* Begin *

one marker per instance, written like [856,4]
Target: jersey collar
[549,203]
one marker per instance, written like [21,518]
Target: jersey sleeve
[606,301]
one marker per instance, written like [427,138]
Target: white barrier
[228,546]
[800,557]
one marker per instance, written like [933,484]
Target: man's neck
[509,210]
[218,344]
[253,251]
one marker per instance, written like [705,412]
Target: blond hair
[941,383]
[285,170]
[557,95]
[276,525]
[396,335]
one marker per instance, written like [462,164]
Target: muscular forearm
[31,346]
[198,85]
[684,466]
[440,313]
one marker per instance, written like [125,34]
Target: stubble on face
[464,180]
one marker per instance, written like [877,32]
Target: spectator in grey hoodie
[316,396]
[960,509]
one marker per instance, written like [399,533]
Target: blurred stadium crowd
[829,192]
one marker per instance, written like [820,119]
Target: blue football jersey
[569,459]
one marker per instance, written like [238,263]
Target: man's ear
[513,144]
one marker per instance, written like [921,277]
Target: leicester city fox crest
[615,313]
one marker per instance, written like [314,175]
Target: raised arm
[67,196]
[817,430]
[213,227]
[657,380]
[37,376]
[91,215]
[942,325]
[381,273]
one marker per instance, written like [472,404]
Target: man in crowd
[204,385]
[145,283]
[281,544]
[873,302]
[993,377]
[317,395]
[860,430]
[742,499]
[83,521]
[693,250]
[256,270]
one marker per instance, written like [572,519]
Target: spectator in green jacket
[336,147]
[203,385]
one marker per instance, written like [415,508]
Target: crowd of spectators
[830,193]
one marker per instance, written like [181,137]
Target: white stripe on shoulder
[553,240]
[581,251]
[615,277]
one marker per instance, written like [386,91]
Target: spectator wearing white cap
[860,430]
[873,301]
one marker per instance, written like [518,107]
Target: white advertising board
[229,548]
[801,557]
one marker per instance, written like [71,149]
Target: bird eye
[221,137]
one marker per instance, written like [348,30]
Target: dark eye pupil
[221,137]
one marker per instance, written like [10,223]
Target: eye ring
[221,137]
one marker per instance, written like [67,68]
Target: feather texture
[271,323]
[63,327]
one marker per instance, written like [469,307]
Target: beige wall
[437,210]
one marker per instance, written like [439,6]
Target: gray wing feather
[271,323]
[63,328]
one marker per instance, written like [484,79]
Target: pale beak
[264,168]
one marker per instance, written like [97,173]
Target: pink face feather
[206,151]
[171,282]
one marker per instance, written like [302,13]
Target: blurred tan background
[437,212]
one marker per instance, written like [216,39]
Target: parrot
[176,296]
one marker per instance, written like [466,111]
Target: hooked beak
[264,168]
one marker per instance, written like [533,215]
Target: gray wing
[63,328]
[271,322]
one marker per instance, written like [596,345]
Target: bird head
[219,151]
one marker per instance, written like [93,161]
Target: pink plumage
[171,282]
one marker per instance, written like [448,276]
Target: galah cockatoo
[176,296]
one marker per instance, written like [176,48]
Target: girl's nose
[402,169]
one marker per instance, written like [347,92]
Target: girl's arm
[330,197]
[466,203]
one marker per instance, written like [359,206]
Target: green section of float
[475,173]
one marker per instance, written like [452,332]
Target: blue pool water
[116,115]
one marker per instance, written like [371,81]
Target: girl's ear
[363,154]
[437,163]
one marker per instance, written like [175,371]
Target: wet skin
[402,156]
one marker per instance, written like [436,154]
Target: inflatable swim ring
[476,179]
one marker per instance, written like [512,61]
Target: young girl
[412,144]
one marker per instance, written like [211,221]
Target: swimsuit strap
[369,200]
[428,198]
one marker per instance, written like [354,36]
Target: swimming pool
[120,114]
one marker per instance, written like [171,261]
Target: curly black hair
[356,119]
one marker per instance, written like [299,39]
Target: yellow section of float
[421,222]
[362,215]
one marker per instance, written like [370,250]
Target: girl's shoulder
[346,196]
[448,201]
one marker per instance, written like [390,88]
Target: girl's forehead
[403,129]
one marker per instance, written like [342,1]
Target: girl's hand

* End *

Only those lines running from the one containing "one marker per instance, written like [533,215]" through the last line of the data above are to be copied, exactly, with both ends included.

REPLY TO THE EXERCISE:
one marker per instance, written like [533,215]
Target: gray wing
[63,328]
[271,322]
one marker per instance, written like [596,345]
Target: bird head
[219,151]
one marker per instance, written like [93,161]
Target: pink plumage
[171,282]
one marker per instance, written like [448,276]
Target: galah cockatoo
[176,296]
one marker per instance, written like [176,48]
Target: girl's nose
[402,169]
one marker per instance, written like [347,92]
Target: girl's arm
[330,197]
[466,203]
one marker per instance, written like [359,206]
Target: green section of float
[475,173]
one marker per instance, written like [452,332]
Target: blue pool water
[116,115]
one marker per instance, written like [371,81]
Target: girl's ear
[363,154]
[437,163]
one marker per instance, written like [175,371]
Target: wet skin
[402,156]
one marker per instance, written like [436,154]
Target: inflatable swim ring
[476,179]
one marker per instance, written like [512,61]
Target: young girl
[412,144]
one marker per instance, written like [211,221]
Target: swimsuit strap
[369,200]
[428,198]
one marker per instance, written like [354,36]
Target: swimming pool
[120,114]
one marker per instance, written like [171,261]
Target: curly black hair
[356,119]
one marker per instance, written like [299,39]
Target: yellow section of float
[421,222]
[362,215]
one marker per instance, written like [370,250]
Target: girl's shoulder
[346,196]
[448,201]
one marker per instance, written like [390,88]
Target: girl's forehead
[403,129]
one marker per instance, written like [342,1]
Target: girl's hand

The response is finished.